The gas line coming into my newly redesigned kitchen and supplying a range has to be routed under the sink because there was no room behind the rear left corner to go behind the studs in the wall. The valve on the left, terminating a 1/2" black pipe, is where it enters and the nipple in the back wall is where it exits the sink to travel another approximately 10' to the range, again via 1/2" black pipe.

enter image description here

Of course, because the area under the sink is messy, busy, and complicated, as can be seen in the picture, with other pipe, cable, garbage disposal etc, running black pipe there, with a minimum of two elbows in a tight space would be inconvenient, obstructing and difficult to turn the wrench so I want to use the yellow flex connector. However, I know that flex is usually used between a black pipe terminal and an appliance and what we have here is mid-line.

So I have several questions:

  1. Is this generally permissible by the US codes (specifically mid Atlantic, relatively strict)?

● **Written instruction A**: Can you reproduce the part of the gas line excerpt that begins at the words "The gas line" and stops after "here is mid-line."?
● **Written instruction B**: How would you render this sentence from the gas line excerpt in Spanish: "However, I know that flex is usually used between a black pipe terminal and an appliance and what we have here is mid-line."
The material here is unrelated to the gas line excerpt.

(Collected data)
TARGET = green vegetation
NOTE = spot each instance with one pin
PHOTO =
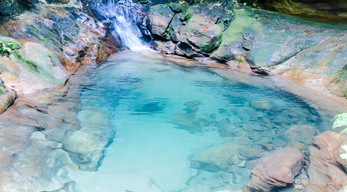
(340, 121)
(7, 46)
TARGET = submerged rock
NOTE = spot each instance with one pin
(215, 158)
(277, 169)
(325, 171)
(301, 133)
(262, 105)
---
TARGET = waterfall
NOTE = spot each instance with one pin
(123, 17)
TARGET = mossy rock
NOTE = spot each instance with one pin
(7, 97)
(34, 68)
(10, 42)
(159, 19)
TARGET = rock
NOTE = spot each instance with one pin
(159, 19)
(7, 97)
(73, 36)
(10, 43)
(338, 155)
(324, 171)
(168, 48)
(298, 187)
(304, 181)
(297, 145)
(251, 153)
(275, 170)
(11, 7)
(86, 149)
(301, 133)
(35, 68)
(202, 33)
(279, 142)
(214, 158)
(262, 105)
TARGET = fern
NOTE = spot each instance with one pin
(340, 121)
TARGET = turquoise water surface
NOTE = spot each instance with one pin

● **Worked solution A**:
The gas line coming into my newly redesigned kitchen and supplying a range has to be routed under the sink because there was no room behind the rear left corner to go behind the studs in the wall. The valve on the left, terminating a 1/2" black pipe, is where it enters and the nipple in the back wall is where it exits the sink to travel another approximately 10' to the range, again via 1/2" black pipe.

enter image description here

Of course, because the area under the sink is messy, busy, and complicated, as can be seen in the picture, with other pipe, cable, garbage disposal etc, running black pipe there, with a minimum of two elbows in a tight space would be inconvenient, obstructing and difficult to turn the wrench so I want to use the yellow flex connector. However, I know that flex is usually used between a black pipe terminal and an appliance and what we have here is mid-line.

● **Worked solution B**: Sin embargo, sé que el conector flexible suele usarse entre el extremo de una tubería negra y un electrodoméstico, y lo que tenemos aquí está a mitad de la línea.